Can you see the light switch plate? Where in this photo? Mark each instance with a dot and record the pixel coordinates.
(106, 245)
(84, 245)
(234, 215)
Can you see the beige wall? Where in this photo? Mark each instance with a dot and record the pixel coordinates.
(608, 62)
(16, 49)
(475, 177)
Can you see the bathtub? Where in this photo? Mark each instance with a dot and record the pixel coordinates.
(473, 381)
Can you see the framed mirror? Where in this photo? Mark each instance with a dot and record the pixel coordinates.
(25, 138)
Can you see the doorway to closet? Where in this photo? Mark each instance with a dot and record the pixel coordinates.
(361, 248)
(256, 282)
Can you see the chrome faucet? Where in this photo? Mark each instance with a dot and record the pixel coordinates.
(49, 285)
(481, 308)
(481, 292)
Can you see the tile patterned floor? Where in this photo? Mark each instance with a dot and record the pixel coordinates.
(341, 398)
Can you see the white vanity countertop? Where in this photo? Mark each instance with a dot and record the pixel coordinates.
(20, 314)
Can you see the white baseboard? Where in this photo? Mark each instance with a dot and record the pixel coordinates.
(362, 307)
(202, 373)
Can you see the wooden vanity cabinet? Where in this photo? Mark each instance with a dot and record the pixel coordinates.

--*--

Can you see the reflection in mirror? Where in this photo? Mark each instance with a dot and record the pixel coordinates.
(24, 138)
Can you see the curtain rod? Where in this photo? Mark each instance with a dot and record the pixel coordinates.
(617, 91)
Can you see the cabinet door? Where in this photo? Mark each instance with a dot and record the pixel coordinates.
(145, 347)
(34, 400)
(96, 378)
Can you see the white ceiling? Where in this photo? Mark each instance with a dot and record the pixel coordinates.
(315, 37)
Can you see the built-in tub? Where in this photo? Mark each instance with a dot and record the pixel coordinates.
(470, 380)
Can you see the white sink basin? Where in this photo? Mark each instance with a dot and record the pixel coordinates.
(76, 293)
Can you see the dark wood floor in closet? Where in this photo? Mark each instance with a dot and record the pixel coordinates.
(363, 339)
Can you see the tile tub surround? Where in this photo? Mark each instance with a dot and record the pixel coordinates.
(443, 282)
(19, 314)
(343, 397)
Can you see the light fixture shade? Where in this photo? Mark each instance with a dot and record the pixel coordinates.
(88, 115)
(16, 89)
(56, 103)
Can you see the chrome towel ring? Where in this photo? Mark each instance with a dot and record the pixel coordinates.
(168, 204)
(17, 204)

--*--

■ Task
Find the line with "Can you see the white baseboard?" in the material above. Reproduce it and each line after it up to and including the line with "Can you see the wooden".

■ Task result
Can you see the white baseboard? Where in this photo? Mark each instance with a dot and record the pixel coordinates.
(362, 307)
(202, 373)
Can you see the wooden vanity cabinet? Where in this photo? Mark each instance with a dot and record the pixel coordinates.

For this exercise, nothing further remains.